> _Excerpt_
Content starts
I'm glad to see my friend and bipolar disorder "maven,"Jim Phelps, exploring the complexities of diagnosing bipolarity and its co-morbidities--and even invoking Hegelian philosophy!

As many of us--including Dr. Phelps, Dr. Manuel Mota, and Dr. Nassir Ghaemi--have emphasized over the years, careful differential diagnosis is critical in assessing mood disorder symptoms.

While it is now a truism that bipolar disorder (BPD) is often "over-diagnosed", not all truisms are entirely true. It is probably more often the case that BPD is missed, or mis-diagnosed--for example, as unipolar major depression, or ADHD [see, e.g., Chilakamarri JK, Filkowski MM, Ghaemi SN, Ann Clin Psychiatry. 2011 Feb;23(1):25-9.Misdiagnosis of bipolar disorder in children and adolescents: a comparison with ADHD and major depressive disorder.].
Content ends
> _Referring-expression pointing data_
Content starts
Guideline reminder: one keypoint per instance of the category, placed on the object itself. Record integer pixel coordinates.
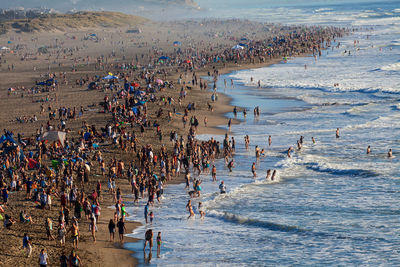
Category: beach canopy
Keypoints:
(110, 77)
(54, 136)
(7, 137)
(238, 47)
(48, 82)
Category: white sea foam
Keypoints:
(391, 67)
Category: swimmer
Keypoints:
(201, 212)
(273, 175)
(289, 150)
(268, 174)
(190, 208)
(253, 170)
(230, 165)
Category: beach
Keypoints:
(79, 60)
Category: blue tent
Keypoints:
(8, 138)
(110, 77)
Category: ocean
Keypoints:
(331, 204)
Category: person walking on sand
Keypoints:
(121, 230)
(222, 188)
(111, 229)
(148, 239)
(253, 170)
(43, 258)
(214, 173)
Content ends
> _Problem_
According to the excerpt on diagnosing bipolar disorder, what two conditions may bipolar disorder be mis-diagnosed as? This material comes from a separate source.

> _Solution for this problem_
Unipolar major depression or ADHD.